Data excerpts
..............................

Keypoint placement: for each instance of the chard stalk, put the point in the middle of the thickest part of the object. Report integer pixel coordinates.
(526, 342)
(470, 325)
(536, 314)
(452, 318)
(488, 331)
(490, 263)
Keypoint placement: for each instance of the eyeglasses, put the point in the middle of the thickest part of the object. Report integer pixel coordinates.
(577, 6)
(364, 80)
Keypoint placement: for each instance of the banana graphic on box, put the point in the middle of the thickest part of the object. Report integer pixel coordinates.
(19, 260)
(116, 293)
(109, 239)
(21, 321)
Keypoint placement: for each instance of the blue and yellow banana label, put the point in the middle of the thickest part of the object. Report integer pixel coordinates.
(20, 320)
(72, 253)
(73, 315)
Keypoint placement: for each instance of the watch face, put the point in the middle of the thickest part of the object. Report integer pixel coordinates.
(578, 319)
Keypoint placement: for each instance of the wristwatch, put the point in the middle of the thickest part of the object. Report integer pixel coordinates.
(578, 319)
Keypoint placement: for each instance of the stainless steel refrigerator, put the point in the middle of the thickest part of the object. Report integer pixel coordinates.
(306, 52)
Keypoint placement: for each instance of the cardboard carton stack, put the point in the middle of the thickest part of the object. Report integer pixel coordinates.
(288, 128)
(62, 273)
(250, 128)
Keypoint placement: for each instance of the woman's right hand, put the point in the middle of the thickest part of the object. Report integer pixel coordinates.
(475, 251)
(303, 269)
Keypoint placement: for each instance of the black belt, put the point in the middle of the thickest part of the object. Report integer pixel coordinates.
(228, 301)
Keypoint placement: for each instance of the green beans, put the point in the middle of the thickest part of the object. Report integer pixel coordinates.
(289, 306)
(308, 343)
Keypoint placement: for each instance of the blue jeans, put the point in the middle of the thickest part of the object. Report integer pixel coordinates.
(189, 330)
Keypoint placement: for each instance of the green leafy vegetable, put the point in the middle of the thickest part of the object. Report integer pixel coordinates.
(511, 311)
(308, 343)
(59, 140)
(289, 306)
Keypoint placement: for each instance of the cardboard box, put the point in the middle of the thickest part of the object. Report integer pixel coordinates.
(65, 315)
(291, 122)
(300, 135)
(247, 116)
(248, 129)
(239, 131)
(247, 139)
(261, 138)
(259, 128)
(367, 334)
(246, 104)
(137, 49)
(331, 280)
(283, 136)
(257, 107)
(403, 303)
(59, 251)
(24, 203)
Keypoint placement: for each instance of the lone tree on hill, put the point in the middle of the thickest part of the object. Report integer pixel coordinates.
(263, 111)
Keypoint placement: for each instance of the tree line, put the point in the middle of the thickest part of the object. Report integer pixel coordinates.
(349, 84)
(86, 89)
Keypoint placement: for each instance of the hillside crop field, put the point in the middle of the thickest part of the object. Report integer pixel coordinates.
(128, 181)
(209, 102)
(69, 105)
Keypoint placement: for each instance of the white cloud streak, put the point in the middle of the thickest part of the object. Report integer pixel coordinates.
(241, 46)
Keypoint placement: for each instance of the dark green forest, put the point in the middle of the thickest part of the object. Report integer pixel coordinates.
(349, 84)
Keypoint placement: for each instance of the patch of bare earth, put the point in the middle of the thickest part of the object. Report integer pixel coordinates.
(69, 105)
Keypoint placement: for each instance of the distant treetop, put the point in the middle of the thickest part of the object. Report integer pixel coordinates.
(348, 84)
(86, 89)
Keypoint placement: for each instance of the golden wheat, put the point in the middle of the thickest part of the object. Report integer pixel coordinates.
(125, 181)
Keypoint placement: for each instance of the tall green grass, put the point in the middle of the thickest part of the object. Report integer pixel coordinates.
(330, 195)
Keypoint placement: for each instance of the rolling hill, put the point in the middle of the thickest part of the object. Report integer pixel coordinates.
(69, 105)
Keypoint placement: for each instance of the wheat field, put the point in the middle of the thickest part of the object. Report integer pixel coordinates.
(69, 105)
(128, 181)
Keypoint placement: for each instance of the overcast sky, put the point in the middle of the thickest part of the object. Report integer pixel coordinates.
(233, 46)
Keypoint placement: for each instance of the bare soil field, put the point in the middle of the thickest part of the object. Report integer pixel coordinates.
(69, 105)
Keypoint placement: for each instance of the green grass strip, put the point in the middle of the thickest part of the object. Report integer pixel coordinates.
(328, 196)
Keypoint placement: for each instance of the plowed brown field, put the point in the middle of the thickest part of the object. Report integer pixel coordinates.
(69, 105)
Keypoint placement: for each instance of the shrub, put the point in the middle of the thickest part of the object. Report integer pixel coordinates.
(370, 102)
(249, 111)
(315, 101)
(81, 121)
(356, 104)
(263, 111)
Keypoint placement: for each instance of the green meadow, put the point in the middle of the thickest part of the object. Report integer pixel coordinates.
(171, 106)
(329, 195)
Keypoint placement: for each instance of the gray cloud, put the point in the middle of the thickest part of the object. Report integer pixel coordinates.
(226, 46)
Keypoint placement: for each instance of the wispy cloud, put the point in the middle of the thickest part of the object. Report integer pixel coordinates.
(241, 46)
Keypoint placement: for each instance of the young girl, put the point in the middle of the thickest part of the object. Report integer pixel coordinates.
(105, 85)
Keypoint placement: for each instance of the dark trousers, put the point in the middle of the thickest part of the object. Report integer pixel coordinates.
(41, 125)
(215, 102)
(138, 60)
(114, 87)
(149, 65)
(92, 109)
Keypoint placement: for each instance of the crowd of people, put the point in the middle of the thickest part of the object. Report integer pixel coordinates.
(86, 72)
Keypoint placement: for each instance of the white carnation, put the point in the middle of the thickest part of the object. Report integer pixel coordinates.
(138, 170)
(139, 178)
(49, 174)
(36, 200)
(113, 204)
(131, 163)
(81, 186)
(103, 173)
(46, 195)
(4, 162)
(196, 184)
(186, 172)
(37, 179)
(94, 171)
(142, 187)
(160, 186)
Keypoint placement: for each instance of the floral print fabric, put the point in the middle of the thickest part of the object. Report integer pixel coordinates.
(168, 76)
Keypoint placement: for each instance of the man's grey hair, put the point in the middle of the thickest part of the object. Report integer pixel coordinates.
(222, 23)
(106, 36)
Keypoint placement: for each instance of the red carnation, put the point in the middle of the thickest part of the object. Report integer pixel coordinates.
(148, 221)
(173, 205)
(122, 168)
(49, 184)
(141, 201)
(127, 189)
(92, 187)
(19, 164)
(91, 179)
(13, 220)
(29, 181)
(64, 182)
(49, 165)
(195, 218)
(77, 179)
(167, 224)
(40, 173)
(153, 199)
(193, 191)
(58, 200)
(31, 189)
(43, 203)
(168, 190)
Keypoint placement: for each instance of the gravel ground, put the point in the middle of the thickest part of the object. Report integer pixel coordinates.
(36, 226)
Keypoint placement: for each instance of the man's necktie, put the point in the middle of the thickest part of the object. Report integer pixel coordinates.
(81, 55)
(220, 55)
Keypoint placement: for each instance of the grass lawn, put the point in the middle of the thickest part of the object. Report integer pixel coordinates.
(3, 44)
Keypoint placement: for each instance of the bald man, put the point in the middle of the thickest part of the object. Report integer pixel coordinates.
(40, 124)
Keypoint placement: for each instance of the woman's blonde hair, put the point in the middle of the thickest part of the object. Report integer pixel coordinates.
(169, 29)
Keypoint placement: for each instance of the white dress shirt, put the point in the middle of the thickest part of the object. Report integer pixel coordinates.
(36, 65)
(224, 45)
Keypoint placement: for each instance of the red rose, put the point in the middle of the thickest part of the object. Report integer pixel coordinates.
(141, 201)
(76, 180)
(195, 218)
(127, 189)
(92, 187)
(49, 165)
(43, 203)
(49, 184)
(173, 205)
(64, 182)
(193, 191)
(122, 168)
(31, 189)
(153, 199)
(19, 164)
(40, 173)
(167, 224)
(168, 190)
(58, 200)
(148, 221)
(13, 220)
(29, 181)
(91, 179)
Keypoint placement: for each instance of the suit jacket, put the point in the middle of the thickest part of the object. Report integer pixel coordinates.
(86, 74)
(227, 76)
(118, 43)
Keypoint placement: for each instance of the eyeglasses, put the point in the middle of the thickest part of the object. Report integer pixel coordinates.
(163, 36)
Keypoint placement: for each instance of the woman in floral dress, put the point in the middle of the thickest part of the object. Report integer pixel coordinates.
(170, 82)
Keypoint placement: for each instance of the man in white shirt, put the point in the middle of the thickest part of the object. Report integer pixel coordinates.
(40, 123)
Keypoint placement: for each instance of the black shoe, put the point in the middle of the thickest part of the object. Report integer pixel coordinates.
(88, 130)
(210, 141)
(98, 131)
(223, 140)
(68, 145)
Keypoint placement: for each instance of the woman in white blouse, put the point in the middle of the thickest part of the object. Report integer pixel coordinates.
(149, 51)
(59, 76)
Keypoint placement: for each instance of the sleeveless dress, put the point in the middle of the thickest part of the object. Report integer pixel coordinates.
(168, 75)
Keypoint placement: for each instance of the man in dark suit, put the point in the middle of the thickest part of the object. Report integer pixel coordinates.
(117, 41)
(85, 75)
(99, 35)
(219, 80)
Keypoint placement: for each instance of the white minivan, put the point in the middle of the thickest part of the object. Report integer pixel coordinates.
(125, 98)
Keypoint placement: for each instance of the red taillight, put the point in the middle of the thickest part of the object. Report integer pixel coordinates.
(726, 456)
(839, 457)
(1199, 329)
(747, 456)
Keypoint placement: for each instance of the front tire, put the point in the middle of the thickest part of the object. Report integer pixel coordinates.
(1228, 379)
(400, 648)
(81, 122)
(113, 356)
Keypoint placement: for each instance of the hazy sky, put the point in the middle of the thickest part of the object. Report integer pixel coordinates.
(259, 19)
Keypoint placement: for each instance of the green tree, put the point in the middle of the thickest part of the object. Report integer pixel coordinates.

..............................

Problem statement
From the line containing "Keypoint placement: for each instance of the hazy" to the final line of the data, repeat each line exactly. Include both ends.

Task solution
Keypoint placement: for each instance of the hazy sky, put the point in the middle of the thickest part of the object. Report integer pixel coordinates.
(259, 19)
Keypoint placement: for each instance of the green tree, put the point in the middle of the thickest part of the object. Report integer pixel coordinates.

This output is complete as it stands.